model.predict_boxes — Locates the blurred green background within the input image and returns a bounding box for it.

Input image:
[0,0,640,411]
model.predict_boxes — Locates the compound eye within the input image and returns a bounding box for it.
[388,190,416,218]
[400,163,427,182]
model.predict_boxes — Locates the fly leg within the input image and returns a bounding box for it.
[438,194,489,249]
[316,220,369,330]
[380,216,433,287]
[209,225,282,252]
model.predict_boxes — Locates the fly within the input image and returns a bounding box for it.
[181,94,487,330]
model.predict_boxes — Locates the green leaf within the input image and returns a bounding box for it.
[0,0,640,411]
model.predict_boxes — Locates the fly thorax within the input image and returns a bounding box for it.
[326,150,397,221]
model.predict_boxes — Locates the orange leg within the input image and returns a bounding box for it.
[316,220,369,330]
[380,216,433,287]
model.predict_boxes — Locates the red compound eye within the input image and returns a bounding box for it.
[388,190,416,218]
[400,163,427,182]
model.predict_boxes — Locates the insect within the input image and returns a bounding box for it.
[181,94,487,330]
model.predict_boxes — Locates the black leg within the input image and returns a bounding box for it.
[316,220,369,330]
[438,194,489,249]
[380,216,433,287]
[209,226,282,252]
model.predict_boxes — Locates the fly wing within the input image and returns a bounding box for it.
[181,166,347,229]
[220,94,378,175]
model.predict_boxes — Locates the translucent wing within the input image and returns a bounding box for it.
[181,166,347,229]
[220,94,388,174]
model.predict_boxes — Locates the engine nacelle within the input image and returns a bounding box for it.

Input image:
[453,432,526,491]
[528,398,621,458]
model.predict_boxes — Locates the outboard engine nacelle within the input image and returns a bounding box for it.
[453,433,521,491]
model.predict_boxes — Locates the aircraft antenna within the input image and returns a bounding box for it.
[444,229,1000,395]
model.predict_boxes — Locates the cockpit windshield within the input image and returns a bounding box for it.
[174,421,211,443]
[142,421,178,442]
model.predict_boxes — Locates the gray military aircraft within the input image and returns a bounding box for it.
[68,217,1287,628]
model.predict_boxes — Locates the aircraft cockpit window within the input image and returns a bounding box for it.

· · · · ·

### What needs to be done
In every item, change "compound eye" to "faceted eye" and leave everything else unchanged.

### Worked solution
model.predict_boxes — Locates the blurred green background within the input image and returns a bounding box for it.

Input image:
[0,0,640,411]
model.predict_boxes — Locates the faceted eye within the input image and returns a bounding box for it.
[388,190,416,218]
[400,163,427,182]
model.predict_boxes — Locates the fly leg within the input image and returns a bounding box for it.
[438,194,489,249]
[316,220,369,330]
[380,216,433,287]
[209,225,282,252]
model.predict_boxes — Locates the fly within the input image and returns a bounding box for it.
[181,94,487,330]
model.predict_boxes — Locates the green leaf within the input image and returns a bounding box for it.
[0,0,640,411]
model.predict_boxes — Locates the fly thorax within the input image and returns a bounding box for it.
[326,150,397,221]
model.predict_boxes — Locates the orange leg within the input image and returns a bounding box for it.
[316,220,369,330]
[380,216,433,287]
model.predict_boxes — Locates the red faceted eye within the input image and returns a bounding box for it.
[388,190,416,218]
[400,163,427,182]
model.predict_boxes — Locates the insect within the input image and returns a bounding box for it.
[181,94,487,330]
model.predict_boxes — Locates the black leg within the input image and returns a bounding box for it.
[316,220,369,330]
[438,194,489,249]
[380,216,433,287]
[209,226,282,252]
model.predict_boxes — Locates the fly wing within the input image and returns a bounding box for it.
[181,166,347,229]
[220,94,378,175]
model.predict_boxes — Locates the translucent wing within the input image and returns a bounding box for it.
[181,166,347,229]
[220,94,388,174]
model.predict_boxes — Locates the engine nacelle within the input image and returns a bounding box for it.

Input image:
[453,432,526,491]
[528,398,621,458]
model.predict_boxes — Locates the outboard engine nacelle within the input image and returns a bounding box for it.
[453,433,521,491]
model.predict_boxes — Locates the aircraft antenna within the input image and returns a bounding box for it.
[444,229,1000,395]
model.predict_boxes — Locates the cockpit windshield within the input image and returns a bounding box for it.
[174,421,211,443]
[142,421,178,442]
model.predict_boxes — Locates the gray military aircraft within the input image and returns a bounding box for it.
[68,217,1287,628]
model.predict_boxes — Locates the aircraft cockpit window within the input image and returns a bounding box for it.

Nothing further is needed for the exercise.